— begin Given information —

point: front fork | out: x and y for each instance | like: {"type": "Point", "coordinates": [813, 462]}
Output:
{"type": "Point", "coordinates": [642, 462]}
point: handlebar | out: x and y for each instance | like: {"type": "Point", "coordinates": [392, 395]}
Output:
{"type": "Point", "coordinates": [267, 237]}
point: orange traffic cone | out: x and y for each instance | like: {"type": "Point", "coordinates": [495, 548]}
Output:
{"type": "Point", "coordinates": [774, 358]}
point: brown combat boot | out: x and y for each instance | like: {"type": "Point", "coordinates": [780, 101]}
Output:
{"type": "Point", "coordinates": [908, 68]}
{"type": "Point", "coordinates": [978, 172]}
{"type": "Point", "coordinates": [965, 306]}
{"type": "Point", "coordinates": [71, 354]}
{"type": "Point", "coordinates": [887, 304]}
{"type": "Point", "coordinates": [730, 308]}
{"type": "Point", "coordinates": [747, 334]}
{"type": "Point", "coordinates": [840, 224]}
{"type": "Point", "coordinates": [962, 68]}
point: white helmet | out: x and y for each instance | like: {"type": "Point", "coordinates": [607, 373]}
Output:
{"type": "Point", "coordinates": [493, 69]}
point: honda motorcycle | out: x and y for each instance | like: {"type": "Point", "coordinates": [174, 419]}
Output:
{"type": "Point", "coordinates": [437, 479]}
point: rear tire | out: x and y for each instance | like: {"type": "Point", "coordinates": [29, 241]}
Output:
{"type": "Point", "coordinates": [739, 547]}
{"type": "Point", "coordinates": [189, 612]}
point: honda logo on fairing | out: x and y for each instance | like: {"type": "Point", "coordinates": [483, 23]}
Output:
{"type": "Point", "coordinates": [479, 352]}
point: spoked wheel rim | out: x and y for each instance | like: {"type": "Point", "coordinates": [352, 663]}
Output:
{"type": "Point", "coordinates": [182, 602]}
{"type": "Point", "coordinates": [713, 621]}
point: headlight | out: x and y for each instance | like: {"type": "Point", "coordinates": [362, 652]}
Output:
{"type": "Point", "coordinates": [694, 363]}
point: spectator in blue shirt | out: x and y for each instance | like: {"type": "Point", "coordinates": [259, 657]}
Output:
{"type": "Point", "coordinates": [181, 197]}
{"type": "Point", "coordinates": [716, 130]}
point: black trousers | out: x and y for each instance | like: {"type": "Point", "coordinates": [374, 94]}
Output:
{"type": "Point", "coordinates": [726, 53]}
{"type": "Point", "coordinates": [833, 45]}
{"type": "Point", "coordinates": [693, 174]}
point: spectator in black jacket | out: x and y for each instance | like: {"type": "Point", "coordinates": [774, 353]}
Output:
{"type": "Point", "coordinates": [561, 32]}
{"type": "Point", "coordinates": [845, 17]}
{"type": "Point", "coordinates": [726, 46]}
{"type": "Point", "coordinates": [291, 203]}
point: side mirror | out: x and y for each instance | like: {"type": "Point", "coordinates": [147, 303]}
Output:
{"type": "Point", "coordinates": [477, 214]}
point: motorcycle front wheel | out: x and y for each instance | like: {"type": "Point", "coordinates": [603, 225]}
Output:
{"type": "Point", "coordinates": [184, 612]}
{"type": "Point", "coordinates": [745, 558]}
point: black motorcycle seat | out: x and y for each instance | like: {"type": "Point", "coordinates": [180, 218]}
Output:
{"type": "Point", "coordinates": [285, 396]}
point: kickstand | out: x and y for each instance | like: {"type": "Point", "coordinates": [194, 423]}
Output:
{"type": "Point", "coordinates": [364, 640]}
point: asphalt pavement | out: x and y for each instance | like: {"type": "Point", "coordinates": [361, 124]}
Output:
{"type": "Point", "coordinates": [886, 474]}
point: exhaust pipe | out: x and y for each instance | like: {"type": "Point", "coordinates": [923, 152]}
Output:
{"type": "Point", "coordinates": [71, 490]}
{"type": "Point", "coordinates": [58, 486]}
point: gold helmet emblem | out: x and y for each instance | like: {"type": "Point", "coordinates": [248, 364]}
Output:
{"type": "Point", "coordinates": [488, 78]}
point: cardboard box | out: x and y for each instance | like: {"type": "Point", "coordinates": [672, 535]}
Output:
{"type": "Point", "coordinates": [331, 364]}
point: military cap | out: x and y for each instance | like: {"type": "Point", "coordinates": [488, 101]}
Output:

— end Given information —

Requirement
Copy word for word everything from the line containing "point: black trousers" through the end of the items, including both ends.

Response to this task
point: black trousers | out: x and y for each instance | like: {"type": "Point", "coordinates": [374, 94]}
Output:
{"type": "Point", "coordinates": [726, 53]}
{"type": "Point", "coordinates": [833, 45]}
{"type": "Point", "coordinates": [693, 174]}
point: spectator in black jacket | out: x and y for each instance | like: {"type": "Point", "coordinates": [774, 353]}
Output:
{"type": "Point", "coordinates": [561, 32]}
{"type": "Point", "coordinates": [845, 17]}
{"type": "Point", "coordinates": [726, 46]}
{"type": "Point", "coordinates": [291, 203]}
point: side mirror | out: x and y for each instance | like: {"type": "Point", "coordinates": [147, 303]}
Output:
{"type": "Point", "coordinates": [477, 214]}
point: motorcycle front wheel | out: x and y for each instance | like: {"type": "Point", "coordinates": [603, 225]}
Output:
{"type": "Point", "coordinates": [184, 612]}
{"type": "Point", "coordinates": [745, 558]}
point: black motorcycle seat | out: x and y for each instance | like: {"type": "Point", "coordinates": [180, 218]}
Output:
{"type": "Point", "coordinates": [285, 396]}
point: kickstand | out: x and y for each instance | like: {"type": "Point", "coordinates": [194, 423]}
Output:
{"type": "Point", "coordinates": [364, 640]}
point: asphalt pavement | out: x and y for each instance | like: {"type": "Point", "coordinates": [361, 124]}
Output:
{"type": "Point", "coordinates": [886, 474]}
point: exhaust pipe | out: x and y for each instance | like: {"type": "Point", "coordinates": [923, 152]}
Output:
{"type": "Point", "coordinates": [71, 490]}
{"type": "Point", "coordinates": [58, 486]}
point: gold helmet emblem | out: x and y for each instance | like: {"type": "Point", "coordinates": [248, 364]}
Output:
{"type": "Point", "coordinates": [488, 78]}
point: cardboard box | out: x and y for each instance | like: {"type": "Point", "coordinates": [672, 535]}
Output:
{"type": "Point", "coordinates": [331, 364]}
point: military cap | out: x and y for each instance | like: {"type": "Point", "coordinates": [488, 101]}
Output:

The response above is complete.